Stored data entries

• • • •

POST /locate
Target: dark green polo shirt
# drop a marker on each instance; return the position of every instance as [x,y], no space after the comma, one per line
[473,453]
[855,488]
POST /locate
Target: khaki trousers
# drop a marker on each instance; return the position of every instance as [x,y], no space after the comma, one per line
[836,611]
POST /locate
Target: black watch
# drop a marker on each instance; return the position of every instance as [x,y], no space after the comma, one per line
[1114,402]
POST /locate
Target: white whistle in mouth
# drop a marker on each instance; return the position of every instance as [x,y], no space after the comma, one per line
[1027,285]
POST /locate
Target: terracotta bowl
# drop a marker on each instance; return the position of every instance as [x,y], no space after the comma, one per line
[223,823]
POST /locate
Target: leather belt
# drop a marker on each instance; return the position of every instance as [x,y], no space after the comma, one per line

• • • •

=== What the exercise asks ===
Only the lines from the top of the data through the line that contains "Target: khaki trousers" should be quoted, exactly as they stand.

=== Answer to this exercise ===
POST /locate
Target: dark green polo shirt
# drop a marker on each instance; return the position of every instance as [x,y], no space after the comma, one per line
[473,453]
[855,488]
POST /locate
Target: khaki trousers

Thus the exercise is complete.